+++ Trecho de origem +++
Estes cinco fatores, segundo Breed, indicam que, sob certas condições, os
controles que levam ao conformismo com a política editorial da empresa
jornalística podem ser ultrapassados.
158
Segundo a teoria organizacional, o trabalho jornalístico é influenciado pelos
meios de que a organização dispõe. Assim, esta teoria aponta para a
importância do fator econômico na atividade jornalística. Aliás, como iremos ter
a oportunidade de sublinhar na apresentação de uma das vertentes da teoria
da ação política, o fator econômico é determinante na resposta dada à
pergunta porque as notícias são como são.
158-159
O jornalismo também é um negócio. (...). Temos aqui o problema do
sensacionalismo no jornalismo, acentuado ainda mais pela lógica da
concorrência. A procura pelo lucro poderá levar a empresa jornalística à
crescente utilização de critérios econômicos, nomeadamente o recurso às
técnicas de marketing. Aqui a lógica é vender brinquedos, vídeos,
enciclopédias, etc,. e não informação.
159
O jornalismo tem custos, a começar pela contratação de jornalistas e pelos
vencimentos oferecidos a eles. (...)
160
A dimensão econômica enfatiza a percepção da notícia como um produto que
deve ser inserido na relação existente entre o produtor e o cliente e satisfazer
as exigências do mercado.
+++ Registros armazenados +++
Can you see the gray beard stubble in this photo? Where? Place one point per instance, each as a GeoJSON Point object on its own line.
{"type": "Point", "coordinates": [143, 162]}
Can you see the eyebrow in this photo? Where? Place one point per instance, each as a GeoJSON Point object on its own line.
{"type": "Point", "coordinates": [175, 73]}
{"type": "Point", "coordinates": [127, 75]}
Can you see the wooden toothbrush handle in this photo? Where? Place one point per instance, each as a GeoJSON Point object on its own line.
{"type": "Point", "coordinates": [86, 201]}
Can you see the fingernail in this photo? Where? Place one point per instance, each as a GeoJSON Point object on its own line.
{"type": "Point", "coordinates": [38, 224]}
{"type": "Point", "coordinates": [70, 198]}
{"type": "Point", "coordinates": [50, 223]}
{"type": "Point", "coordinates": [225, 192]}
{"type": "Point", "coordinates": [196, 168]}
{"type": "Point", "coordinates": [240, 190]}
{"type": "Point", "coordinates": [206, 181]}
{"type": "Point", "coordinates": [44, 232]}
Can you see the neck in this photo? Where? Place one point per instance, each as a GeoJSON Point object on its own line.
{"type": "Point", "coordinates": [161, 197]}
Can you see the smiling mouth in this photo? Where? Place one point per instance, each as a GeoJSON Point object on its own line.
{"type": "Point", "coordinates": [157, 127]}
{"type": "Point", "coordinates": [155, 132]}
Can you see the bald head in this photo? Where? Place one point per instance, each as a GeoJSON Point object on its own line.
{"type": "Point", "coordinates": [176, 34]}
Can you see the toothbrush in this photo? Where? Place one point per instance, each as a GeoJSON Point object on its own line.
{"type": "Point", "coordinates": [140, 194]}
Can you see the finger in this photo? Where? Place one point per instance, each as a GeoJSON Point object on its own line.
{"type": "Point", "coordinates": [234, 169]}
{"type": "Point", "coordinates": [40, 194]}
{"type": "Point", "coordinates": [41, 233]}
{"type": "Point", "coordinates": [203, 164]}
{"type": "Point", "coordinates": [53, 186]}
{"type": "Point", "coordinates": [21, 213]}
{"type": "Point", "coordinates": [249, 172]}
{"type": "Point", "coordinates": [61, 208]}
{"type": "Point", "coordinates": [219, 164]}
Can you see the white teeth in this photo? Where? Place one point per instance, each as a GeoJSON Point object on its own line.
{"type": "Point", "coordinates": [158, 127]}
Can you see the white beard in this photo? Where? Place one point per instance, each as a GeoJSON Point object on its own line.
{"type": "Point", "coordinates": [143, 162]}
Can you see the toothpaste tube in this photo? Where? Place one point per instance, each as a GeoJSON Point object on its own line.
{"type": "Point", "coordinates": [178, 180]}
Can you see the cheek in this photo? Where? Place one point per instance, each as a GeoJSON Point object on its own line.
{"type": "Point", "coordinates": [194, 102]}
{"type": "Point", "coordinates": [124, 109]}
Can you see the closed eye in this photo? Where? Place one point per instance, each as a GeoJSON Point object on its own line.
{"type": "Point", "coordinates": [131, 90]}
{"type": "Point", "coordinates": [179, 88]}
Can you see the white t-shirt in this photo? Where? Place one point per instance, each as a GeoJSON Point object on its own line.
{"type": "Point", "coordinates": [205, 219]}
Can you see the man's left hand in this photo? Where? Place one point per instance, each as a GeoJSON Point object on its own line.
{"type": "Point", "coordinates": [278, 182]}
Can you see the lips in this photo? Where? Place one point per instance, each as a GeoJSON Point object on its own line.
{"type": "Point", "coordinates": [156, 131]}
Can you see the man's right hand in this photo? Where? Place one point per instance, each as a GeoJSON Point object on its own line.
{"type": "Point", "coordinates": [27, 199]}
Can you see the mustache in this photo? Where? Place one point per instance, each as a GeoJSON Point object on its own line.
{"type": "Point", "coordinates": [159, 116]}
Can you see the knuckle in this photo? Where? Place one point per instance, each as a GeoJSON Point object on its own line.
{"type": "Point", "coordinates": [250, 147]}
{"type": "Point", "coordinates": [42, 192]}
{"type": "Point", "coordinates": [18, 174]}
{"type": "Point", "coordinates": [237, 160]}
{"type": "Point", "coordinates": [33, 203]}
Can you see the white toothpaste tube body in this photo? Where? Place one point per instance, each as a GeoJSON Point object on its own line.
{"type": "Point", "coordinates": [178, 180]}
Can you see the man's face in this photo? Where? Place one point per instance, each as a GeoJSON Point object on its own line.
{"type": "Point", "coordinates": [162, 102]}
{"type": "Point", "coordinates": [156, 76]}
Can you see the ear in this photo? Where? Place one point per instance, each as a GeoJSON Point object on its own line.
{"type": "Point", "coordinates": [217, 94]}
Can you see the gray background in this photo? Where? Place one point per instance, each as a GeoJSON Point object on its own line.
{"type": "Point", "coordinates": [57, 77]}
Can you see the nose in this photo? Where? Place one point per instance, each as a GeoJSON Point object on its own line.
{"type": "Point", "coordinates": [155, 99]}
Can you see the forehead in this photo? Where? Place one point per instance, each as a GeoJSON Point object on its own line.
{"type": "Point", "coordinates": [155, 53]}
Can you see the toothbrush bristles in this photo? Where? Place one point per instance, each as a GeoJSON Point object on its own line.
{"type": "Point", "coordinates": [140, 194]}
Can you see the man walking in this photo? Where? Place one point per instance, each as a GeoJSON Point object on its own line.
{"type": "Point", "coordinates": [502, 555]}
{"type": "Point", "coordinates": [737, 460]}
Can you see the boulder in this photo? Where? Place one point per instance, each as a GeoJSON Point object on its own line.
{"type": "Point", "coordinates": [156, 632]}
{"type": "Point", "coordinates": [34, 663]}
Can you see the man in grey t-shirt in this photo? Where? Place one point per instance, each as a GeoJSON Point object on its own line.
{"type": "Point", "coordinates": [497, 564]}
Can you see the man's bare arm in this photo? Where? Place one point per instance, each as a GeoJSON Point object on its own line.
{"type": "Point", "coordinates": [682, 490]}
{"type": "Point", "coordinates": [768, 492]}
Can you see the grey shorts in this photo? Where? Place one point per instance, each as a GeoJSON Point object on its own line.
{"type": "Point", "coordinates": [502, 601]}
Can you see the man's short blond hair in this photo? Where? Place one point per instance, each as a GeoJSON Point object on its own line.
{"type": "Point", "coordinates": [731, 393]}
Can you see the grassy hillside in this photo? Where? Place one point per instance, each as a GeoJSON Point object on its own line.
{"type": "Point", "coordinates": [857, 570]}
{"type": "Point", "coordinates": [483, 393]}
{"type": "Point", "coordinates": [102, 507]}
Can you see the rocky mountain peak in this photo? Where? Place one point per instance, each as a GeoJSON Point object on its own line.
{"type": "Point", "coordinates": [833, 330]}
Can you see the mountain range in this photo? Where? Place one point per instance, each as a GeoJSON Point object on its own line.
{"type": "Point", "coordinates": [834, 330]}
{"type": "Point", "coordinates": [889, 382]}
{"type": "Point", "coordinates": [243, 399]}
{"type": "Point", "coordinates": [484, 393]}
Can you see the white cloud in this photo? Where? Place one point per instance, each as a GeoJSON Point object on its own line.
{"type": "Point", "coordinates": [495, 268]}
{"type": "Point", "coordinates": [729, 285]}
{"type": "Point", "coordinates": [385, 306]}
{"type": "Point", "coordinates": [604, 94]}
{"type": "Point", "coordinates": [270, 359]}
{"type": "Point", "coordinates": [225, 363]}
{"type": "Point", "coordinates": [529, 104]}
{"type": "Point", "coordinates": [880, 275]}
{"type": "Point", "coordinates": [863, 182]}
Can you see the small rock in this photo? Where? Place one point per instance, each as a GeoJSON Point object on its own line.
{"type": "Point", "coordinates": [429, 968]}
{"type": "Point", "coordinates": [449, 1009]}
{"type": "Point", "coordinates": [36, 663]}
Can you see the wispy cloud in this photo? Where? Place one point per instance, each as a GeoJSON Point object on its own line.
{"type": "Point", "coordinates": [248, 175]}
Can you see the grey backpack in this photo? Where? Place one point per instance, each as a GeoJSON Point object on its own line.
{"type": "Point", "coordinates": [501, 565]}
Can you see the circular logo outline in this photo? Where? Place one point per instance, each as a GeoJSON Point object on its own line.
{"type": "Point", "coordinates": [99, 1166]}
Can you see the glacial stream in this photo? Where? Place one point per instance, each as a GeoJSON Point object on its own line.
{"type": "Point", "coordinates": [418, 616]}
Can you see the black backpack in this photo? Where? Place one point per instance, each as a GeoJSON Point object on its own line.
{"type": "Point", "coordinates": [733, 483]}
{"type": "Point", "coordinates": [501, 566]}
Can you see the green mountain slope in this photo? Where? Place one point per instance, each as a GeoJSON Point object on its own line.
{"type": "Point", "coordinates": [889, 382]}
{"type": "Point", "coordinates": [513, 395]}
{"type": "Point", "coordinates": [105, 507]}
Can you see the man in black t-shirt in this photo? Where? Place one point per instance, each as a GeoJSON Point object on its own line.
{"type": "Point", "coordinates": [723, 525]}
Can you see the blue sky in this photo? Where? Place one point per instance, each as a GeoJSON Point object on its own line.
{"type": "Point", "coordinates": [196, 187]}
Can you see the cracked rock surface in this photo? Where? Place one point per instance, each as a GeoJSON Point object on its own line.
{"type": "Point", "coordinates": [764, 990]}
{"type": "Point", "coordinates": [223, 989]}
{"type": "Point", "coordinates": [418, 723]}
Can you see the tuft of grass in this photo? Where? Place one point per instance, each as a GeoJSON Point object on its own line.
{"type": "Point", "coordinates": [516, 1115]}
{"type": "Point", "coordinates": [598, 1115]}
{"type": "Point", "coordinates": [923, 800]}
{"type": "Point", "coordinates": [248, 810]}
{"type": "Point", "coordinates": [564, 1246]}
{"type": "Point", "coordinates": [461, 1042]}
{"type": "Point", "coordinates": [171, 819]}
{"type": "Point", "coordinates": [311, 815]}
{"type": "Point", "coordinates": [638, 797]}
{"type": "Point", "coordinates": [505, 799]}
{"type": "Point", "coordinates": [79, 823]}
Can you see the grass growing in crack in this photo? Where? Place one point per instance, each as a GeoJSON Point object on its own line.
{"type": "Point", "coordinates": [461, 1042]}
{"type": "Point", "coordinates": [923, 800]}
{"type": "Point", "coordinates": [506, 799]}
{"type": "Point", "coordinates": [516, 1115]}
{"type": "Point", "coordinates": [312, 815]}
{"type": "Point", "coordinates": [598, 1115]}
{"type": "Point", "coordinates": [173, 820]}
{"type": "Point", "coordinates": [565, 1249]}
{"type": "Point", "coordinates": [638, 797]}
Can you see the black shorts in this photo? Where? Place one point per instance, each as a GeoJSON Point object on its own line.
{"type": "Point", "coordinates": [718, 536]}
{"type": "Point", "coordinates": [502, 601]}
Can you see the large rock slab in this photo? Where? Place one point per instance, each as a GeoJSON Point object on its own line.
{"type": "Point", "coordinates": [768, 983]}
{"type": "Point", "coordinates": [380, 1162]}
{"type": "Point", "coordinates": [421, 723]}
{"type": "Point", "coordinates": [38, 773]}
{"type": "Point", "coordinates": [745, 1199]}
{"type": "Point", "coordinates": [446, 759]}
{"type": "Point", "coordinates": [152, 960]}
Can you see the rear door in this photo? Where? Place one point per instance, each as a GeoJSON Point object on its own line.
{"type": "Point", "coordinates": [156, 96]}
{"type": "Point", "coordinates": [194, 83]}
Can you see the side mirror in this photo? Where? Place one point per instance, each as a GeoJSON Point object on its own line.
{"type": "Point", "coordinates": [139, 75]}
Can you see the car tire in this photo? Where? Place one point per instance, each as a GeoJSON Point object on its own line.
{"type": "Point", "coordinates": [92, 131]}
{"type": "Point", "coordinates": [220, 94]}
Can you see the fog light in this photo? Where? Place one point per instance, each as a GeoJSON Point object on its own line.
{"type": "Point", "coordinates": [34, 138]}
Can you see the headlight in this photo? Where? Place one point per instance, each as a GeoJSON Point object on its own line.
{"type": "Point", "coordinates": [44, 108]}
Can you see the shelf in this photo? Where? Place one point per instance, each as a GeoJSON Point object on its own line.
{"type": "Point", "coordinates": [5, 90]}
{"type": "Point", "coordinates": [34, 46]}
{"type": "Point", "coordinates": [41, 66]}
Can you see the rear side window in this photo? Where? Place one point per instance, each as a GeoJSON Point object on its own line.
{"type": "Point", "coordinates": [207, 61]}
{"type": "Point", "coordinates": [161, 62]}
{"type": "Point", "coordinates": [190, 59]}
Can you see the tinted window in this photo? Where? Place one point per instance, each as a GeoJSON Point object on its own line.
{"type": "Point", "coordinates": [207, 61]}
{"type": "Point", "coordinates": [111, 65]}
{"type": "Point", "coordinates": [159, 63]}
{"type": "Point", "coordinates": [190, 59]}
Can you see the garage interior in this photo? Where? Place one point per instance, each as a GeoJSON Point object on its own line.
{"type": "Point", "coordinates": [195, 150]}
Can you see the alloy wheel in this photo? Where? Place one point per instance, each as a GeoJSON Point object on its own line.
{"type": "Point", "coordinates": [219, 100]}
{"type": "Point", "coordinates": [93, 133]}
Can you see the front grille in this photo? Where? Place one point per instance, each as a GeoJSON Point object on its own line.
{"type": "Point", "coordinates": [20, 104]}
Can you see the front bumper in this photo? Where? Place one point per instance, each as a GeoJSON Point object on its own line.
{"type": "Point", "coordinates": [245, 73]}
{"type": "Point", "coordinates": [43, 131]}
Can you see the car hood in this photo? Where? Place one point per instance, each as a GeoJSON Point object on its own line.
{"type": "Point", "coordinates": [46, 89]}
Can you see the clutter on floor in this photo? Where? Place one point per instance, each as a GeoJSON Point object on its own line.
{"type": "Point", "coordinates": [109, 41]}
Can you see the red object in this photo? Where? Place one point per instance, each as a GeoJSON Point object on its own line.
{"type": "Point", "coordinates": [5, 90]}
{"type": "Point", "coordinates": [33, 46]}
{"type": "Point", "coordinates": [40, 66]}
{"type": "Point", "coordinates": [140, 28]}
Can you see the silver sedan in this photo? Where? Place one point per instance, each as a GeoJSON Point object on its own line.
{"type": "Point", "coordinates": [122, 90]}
+++
### Lista de tarefas
1 > Redigite a passagem do trecho sobre a teoria organizacional do jornalismo que vai de "Estes cinco fatores, segundo" até "podem ser ultrapassados.".
2 > Explique, em uma a três frases, por que a teoria organizacional aponta para a importância do fator econômico na atividade jornalística, conforme o trecho sobre essa teoria.
As linhas não são necessárias para estas tarefas.

### Soluções dos problemas
1 >
Estes cinco fatores, segundo Breed, indicam que, sob certas condições, os
controles que levam ao conformismo com a política editorial da empresa
jornalística podem ser ultrapassados.

2 > Segundo essa teoria, o trabalho jornalístico é influenciado pelos meios de que a organização dispõe. Por isso, ela aponta para a importância do fator econômico na atividade jornalística.